TASK BRIEF
Print every line of the material below word for word, leaving out the pictures.

── STORED ROWS

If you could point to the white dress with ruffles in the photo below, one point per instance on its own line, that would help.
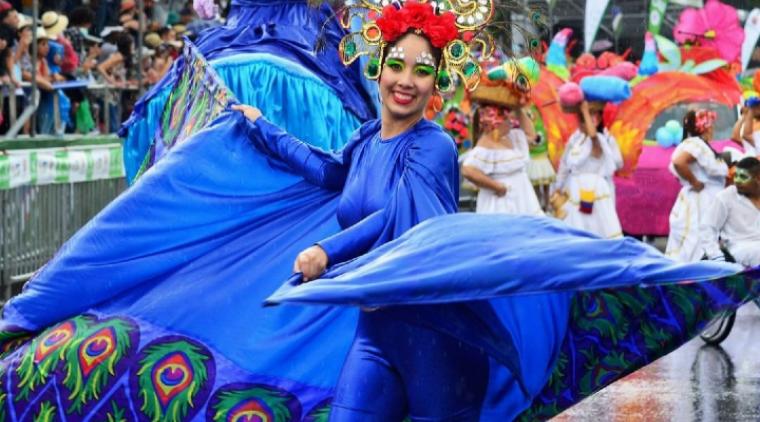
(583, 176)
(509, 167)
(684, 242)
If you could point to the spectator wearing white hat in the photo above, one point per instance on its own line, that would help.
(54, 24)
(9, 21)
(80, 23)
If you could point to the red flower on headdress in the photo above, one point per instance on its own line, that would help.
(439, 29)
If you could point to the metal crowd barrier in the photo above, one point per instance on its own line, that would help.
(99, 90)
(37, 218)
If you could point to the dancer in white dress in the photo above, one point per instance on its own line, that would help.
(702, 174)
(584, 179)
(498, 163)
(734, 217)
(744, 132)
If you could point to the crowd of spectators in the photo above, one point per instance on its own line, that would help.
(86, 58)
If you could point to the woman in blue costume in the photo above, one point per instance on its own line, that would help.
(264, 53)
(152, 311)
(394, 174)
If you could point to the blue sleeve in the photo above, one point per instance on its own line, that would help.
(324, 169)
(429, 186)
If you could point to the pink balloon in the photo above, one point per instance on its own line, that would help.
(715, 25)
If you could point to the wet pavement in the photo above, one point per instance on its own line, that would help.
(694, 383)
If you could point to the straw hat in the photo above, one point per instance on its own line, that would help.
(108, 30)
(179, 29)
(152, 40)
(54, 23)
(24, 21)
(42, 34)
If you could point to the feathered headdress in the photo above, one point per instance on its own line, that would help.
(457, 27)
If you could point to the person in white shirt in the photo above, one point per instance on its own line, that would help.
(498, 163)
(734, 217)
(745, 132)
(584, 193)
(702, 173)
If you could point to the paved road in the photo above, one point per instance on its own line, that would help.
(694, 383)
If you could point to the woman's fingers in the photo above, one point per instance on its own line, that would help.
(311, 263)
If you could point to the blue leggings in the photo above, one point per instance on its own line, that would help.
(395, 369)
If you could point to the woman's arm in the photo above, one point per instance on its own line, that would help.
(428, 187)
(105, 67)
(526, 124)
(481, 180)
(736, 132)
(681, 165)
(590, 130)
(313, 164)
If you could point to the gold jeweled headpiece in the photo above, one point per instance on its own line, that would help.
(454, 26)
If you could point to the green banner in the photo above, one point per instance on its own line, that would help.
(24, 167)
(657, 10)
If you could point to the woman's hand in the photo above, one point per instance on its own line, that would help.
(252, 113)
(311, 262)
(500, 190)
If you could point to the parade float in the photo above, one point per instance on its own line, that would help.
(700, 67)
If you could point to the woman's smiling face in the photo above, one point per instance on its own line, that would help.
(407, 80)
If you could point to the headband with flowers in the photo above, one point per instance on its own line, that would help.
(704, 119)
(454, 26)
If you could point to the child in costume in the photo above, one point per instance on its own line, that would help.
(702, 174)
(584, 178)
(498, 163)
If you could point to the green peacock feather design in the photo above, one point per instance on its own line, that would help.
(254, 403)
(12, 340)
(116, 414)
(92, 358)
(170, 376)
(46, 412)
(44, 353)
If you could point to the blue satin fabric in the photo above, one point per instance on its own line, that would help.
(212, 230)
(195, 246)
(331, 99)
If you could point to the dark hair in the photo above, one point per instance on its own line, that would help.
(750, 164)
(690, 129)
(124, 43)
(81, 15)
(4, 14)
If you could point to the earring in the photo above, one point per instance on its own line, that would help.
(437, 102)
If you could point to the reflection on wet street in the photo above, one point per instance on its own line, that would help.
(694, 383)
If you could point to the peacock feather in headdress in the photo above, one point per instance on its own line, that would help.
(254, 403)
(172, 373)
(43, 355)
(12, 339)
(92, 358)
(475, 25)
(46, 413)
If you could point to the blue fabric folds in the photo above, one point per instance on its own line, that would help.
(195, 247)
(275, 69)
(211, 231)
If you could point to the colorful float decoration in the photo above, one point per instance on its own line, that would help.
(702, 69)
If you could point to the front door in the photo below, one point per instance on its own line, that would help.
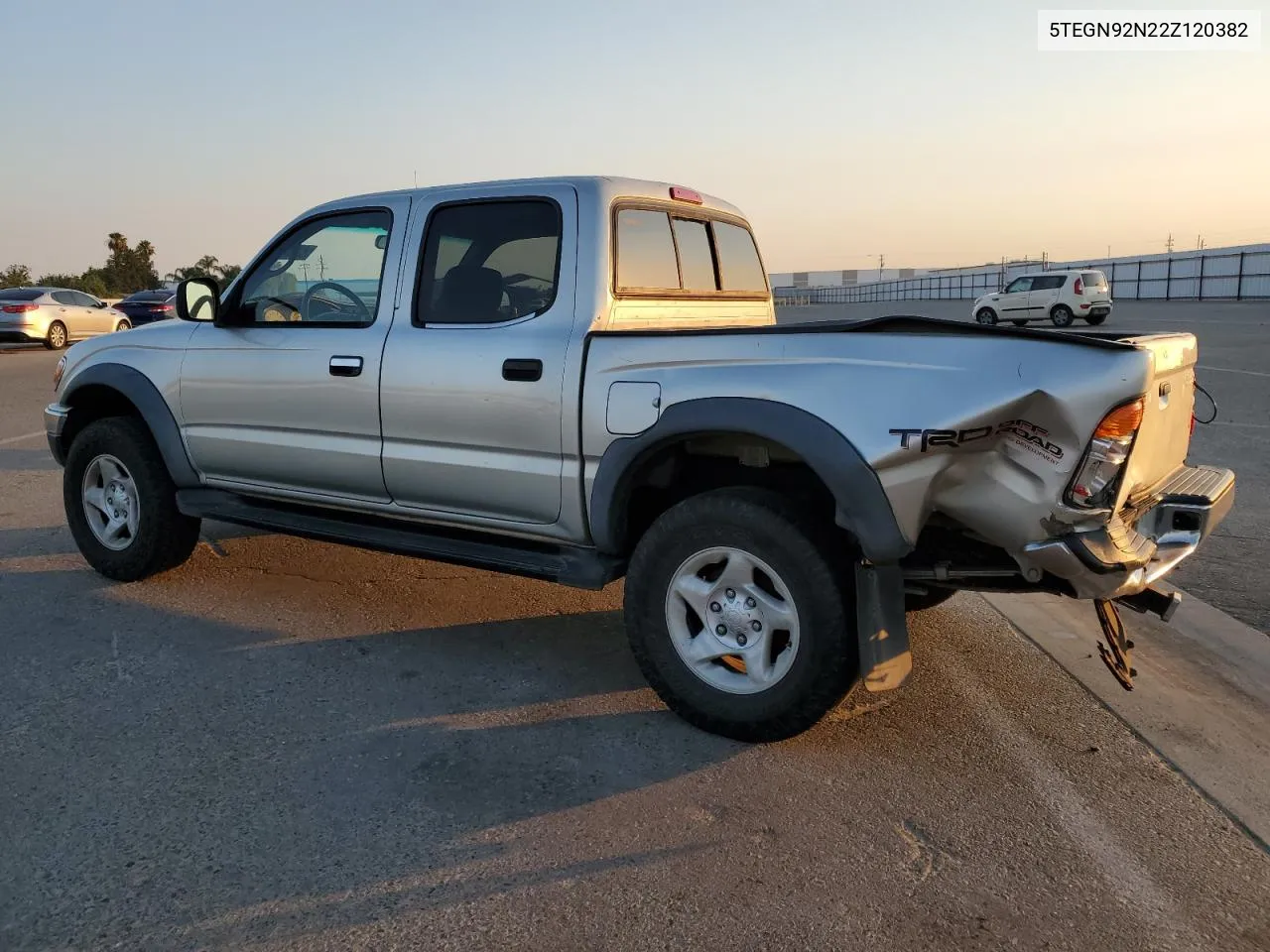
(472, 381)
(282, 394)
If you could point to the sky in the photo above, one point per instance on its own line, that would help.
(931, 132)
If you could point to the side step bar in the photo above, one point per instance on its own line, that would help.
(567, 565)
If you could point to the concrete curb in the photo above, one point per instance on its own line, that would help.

────

OUTPUT FOR THIS EXERCISE
If you could point to the white dress with ruffles in the photo below, one point per instance on its own line, that would help.
(583, 176)
(509, 167)
(684, 242)
If you could point to the spectator wearing white hat in the photo above, one point per instance on its own line, that would help.
(54, 24)
(9, 21)
(80, 23)
If you could point to the red flower on headdress in the photo above, one point per instance on its own line, that would help.
(439, 29)
If you could point to the metal crowd barrier in the photo above, one point per instance on its own line, that would help.
(99, 90)
(37, 218)
If you could point to the dancer in white dress in the photo above, one point per instance on its own line, that would help.
(702, 174)
(584, 179)
(498, 163)
(734, 217)
(744, 132)
If you could point to the crowd of spectators in the photo above, one point per instance on its own line, that would help.
(86, 58)
If you could point to the woman in blue costume in the photo above, one point per instance on its own line, that would help.
(264, 53)
(152, 311)
(394, 174)
If you could point to the blue sleeve in the photo above, one point per instance on its own line, that would help.
(324, 169)
(429, 186)
If you could point to the pink balloon in the photo above, one point per instance on its own line, that would help.
(715, 25)
If you could point to the wet pavement in the photo above, one point per instance on its own line, that would help.
(694, 383)
If you could point to the straw hat in the photo above, one point per instance on its own line, that would help.
(108, 30)
(179, 29)
(152, 40)
(54, 23)
(24, 21)
(42, 34)
If you could point to the feathered headdress in the photo above, one point per instance on its own line, that would help.
(457, 27)
If you could point to the person in white shirt in the photo above, one point per instance on its own line, that would help.
(498, 163)
(734, 217)
(745, 132)
(584, 193)
(702, 173)
If you could point to the paved road in the photo above, one point per instance on its own line, that would help.
(694, 383)
If you could point to the woman's fingers in the photo above, one point per instance on its own line, that would help.
(311, 263)
If you could point to the blue leggings in the photo above, one point per instance on its own line, that would help.
(395, 369)
If you could point to the woman's arm in the photo above, one point per instance on its own line, that would help.
(428, 187)
(105, 67)
(526, 124)
(481, 180)
(736, 132)
(681, 165)
(590, 130)
(313, 164)
If you could point to the gold jeweled headpiece in the photo above, one point per instance on its own line, that would help.
(454, 26)
If you could point to the green banner in the photo above, one point per instance on its own line, that would help.
(24, 167)
(657, 10)
If you could point to the woman's hand in the photo above, one point per instance on its own line, that would help.
(252, 113)
(311, 262)
(500, 190)
If you could point to the parade float in the photo above, one point per instance on its own line, that would help.
(700, 67)
If you could point to the woman's smiling face in the photo above, one point per instance on its own line, that would help.
(407, 80)
If you could point to the headband with flowers in the photo above, one point per instance on its own line, that would help.
(704, 119)
(454, 26)
If you could point to the child in costume in the photo above, one point per instance on its own line, that would help.
(702, 174)
(584, 178)
(498, 163)
If you could point to the green peacock feather design in the photo above, one point per instance on its own line, that would help.
(254, 403)
(12, 340)
(116, 414)
(92, 358)
(170, 376)
(46, 412)
(44, 353)
If you could point to the blue satin fabric in the photo above, one point per instance on its own line, that would help.
(212, 230)
(195, 246)
(331, 99)
If you could point to the dark hair in the photo above, one point per instance on its own line, that would help.
(750, 164)
(690, 129)
(124, 43)
(81, 15)
(4, 14)
If you could point to the earring in the photo above, one point per instance on its own line, that would help.
(437, 102)
If you could point to the reflection on wet street in the photo above, one point per instance on its own line, that would help.
(694, 383)
If you could point to the peacock feather in headdress in the photo above, one point per instance on its own line, that would help.
(254, 403)
(172, 373)
(43, 355)
(12, 339)
(92, 358)
(475, 25)
(46, 413)
If you could point to the blue fabric folds in the photo above, one point per instance on its own line, that would help.
(195, 247)
(275, 69)
(211, 231)
If you could point to the colorful float decoration in the photo above, one point per instance on its own line, that would help.
(702, 69)
If you could point to the front door in the photo below, one point per instance on its own line, that would help.
(472, 381)
(282, 394)
If you could point to the sky in the photo above, one point per instance on its own line, that would help.
(931, 132)
If you could point to the side step bar in the photo above, one point per instance on its own line, that would help.
(567, 565)
If you could point to the concrete curb in the photo above, one point per instance on its own line, that would help.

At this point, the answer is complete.